>> START
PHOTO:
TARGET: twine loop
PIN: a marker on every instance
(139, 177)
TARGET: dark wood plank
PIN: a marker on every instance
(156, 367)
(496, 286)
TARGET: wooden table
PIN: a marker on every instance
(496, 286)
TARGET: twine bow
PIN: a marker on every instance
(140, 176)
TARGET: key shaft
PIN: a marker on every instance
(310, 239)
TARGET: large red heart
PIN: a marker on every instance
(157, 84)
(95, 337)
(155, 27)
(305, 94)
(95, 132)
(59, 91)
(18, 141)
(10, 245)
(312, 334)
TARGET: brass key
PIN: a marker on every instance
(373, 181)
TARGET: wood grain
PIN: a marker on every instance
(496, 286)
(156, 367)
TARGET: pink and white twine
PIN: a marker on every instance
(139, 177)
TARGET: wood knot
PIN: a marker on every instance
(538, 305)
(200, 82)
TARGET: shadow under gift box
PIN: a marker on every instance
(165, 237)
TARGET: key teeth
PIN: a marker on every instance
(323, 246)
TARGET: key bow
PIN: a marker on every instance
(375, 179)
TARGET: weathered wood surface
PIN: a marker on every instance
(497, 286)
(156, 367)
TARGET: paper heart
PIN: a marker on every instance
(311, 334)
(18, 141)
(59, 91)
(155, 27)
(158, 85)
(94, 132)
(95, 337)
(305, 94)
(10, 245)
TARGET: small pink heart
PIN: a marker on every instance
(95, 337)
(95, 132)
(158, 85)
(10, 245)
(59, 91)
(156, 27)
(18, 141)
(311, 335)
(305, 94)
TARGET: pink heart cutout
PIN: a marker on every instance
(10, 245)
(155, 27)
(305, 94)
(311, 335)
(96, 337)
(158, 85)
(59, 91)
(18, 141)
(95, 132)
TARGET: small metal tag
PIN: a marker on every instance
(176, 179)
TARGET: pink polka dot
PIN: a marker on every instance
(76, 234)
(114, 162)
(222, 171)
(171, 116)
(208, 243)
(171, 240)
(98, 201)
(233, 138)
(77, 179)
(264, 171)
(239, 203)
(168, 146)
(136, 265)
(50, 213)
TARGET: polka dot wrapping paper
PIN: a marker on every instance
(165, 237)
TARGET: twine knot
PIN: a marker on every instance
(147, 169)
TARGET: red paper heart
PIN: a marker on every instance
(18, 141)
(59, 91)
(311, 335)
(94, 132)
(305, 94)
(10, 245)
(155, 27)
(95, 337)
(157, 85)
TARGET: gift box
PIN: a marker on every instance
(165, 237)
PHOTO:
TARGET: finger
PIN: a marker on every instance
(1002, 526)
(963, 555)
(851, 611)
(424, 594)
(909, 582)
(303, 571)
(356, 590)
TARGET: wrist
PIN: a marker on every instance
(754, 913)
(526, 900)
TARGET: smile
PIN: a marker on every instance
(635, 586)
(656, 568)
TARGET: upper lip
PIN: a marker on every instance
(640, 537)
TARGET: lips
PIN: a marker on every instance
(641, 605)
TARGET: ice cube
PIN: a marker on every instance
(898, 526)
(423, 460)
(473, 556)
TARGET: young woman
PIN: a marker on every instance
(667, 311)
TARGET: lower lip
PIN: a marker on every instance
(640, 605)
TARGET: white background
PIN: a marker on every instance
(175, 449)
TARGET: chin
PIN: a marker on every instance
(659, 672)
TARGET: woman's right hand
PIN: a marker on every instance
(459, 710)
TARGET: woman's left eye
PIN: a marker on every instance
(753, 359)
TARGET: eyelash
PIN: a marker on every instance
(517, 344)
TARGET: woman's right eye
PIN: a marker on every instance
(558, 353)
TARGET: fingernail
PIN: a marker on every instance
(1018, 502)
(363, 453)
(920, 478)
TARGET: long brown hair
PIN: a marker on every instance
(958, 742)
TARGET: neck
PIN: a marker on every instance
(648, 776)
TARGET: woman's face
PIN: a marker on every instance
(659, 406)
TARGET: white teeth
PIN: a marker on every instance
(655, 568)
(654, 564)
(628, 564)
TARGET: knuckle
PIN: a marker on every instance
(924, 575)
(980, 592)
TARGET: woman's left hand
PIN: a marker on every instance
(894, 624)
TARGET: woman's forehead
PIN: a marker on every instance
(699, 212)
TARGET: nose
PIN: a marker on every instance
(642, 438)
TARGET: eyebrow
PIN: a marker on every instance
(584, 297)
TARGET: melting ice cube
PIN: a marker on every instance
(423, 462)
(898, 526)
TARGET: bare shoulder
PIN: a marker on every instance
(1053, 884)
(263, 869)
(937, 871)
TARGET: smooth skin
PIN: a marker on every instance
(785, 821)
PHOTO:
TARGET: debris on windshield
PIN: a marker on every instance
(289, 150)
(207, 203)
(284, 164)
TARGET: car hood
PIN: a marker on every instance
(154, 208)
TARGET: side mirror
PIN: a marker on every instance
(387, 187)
>> END
§ **Your task**
Format every line of the rows above as a numbered list, omitting blank lines.

§ **Written solution**
1. PHOTO:
2. TARGET: twine loop
3. PIN: a marker on every instance
4. (139, 177)
5. TARGET: dark wood plank
6. PIN: a marker on every instance
7. (156, 367)
8. (496, 286)
9. TARGET: wooden table
10. PIN: a marker on every instance
11. (496, 286)
12. TARGET: twine bow
13. PIN: a marker on every instance
14. (140, 176)
15. TARGET: key shaft
16. PIN: a marker on every instance
17. (310, 239)
18. TARGET: large red heart
19. PIN: a marker on every instance
20. (157, 84)
21. (95, 337)
22. (155, 27)
23. (305, 94)
24. (95, 132)
25. (59, 91)
26. (18, 141)
27. (10, 245)
28. (312, 334)
29. TARGET: brass key
30. PIN: a marker on every instance
31. (373, 181)
32. TARGET: wood grain
33. PIN: a marker on every instance
34. (496, 286)
35. (156, 367)
36. TARGET: pink and white twine
37. PIN: a marker on every instance
38. (139, 177)
39. TARGET: wood knot
40. PIN: a marker on every instance
41. (538, 305)
42. (200, 82)
43. TARGET: shadow under gift box
44. PIN: a marker on every instance
45. (165, 237)
46. TARGET: key teeth
47. PIN: a marker on every instance
48. (323, 246)
49. TARGET: key bow
50. PIN: a marker on every instance
51. (375, 179)
52. TARGET: weathered wood surface
53. PIN: a marker on every instance
54. (497, 286)
55. (156, 367)
56. TARGET: paper heart
57. PIN: a marker on every instance
58. (311, 334)
59. (18, 141)
60. (59, 91)
61. (155, 27)
62. (158, 85)
63. (94, 132)
64. (95, 337)
65. (305, 94)
66. (10, 245)
67. TARGET: small pink heart
68. PIN: a marker on every instance
69. (95, 337)
70. (95, 132)
71. (158, 85)
72. (10, 245)
73. (59, 91)
74. (156, 27)
75. (18, 141)
76. (311, 335)
77. (305, 94)
78. TARGET: pink heart cutout
79. PIN: a marker on every instance
80. (10, 245)
81. (155, 27)
82. (305, 94)
83. (311, 335)
84. (96, 337)
85. (158, 85)
86. (59, 91)
87. (18, 141)
88. (95, 132)
89. TARGET: small metal tag
90. PIN: a marker on every instance
91. (176, 179)
92. TARGET: pink polka dot
93. PIN: a marker on every instance
94. (76, 234)
95. (114, 162)
96. (222, 171)
97. (171, 116)
98. (208, 243)
99. (171, 240)
100. (98, 201)
101. (233, 138)
102. (77, 179)
103. (264, 171)
104. (239, 203)
105. (168, 146)
106. (136, 265)
107. (50, 213)
108. TARGET: polka dot wrapping paper
109. PIN: a marker on every instance
110. (165, 237)
111. TARGET: twine knot
112. PIN: a marker on every instance
113. (147, 169)
114. TARGET: red paper heart
115. PIN: a marker on every instance
116. (18, 141)
117. (59, 91)
118. (311, 335)
119. (94, 132)
120. (305, 94)
121. (10, 245)
122. (155, 27)
123. (95, 337)
124. (157, 85)
125. TARGET: gift box
126. PIN: a marker on every instance
127. (165, 237)
128. PHOTO:
129. TARGET: finger
130. PIN: a marker on every instance
131. (1002, 526)
132. (963, 555)
133. (851, 611)
134. (424, 594)
135. (909, 582)
136. (303, 571)
137. (356, 590)
138. TARGET: wrist
139. PIN: a marker on every instance
140. (754, 913)
141. (526, 900)
142. TARGET: smile
143. PIN: a marker on every instance
144. (635, 586)
145. (656, 568)
146. TARGET: upper lip
147. PIN: a marker on every instance
148. (640, 537)
149. TARGET: lips
150. PIN: a marker on every instance
151. (641, 605)
152. TARGET: ice cube
153. PIN: a marker on every instance
154. (898, 526)
155. (423, 460)
156. (473, 556)
157. TARGET: young woman
158. PIN: a marker on every instance
159. (667, 311)
160. TARGET: lower lip
161. PIN: a marker on every instance
162. (640, 605)
163. TARGET: white background
164. PIN: a marker on every instance
165. (175, 449)
166. TARGET: chin
167. PIN: a marker on every instance
168. (659, 672)
169. TARGET: woman's right hand
170. PIN: a marker on every instance
171. (459, 710)
172. TARGET: woman's left eye
173. PIN: a marker on every instance
174. (753, 359)
175. TARGET: eyelash
176. PIN: a marker on every instance
177. (517, 344)
178. TARGET: woman's right eye
179. PIN: a marker on every instance
180. (558, 353)
181. TARGET: fingernail
182. PIN: a marker on every instance
183. (1018, 502)
184. (363, 453)
185. (920, 478)
186. TARGET: long brown hair
187. PIN: a marker on every instance
188. (958, 742)
189. TARGET: neck
190. PIN: a marker on every instance
191. (648, 776)
192. TARGET: woman's face
193. PIN: a marker on every instance
194. (659, 406)
195. TARGET: white teeth
196. PIN: a marker on every instance
197. (655, 568)
198. (654, 564)
199. (628, 564)
200. TARGET: knuckle
201. PIN: a marker on every instance
202. (924, 575)
203. (980, 592)
204. TARGET: woman's left hand
205. PIN: a marker on every instance
206. (894, 624)
207. TARGET: woman's forehead
208. PIN: a marker on every instance
209. (699, 212)
210. TARGET: nose
211. PIN: a marker on every instance
212. (642, 438)
213. TARGET: eyebrow
214. PIN: a marker on every instance
215. (584, 297)
216. TARGET: melting ice cube
217. PIN: a marker on every instance
218. (423, 462)
219. (898, 526)
220. TARGET: bare shoulder
221. PIN: a marker on every instance
222. (1053, 884)
223. (263, 869)
224. (937, 871)
225. TARGET: smooth skin
226. PIN: a marker on every instance
227. (785, 821)
228. PHOTO:
229. TARGET: debris on windshield
230. PIN: a marker on every instance
231. (289, 150)
232. (207, 203)
233. (284, 164)
234. TARGET: car hood
235. PIN: a marker on every instance
236. (154, 208)
237. TARGET: side mirror
238. PIN: a marker on every instance
239. (387, 187)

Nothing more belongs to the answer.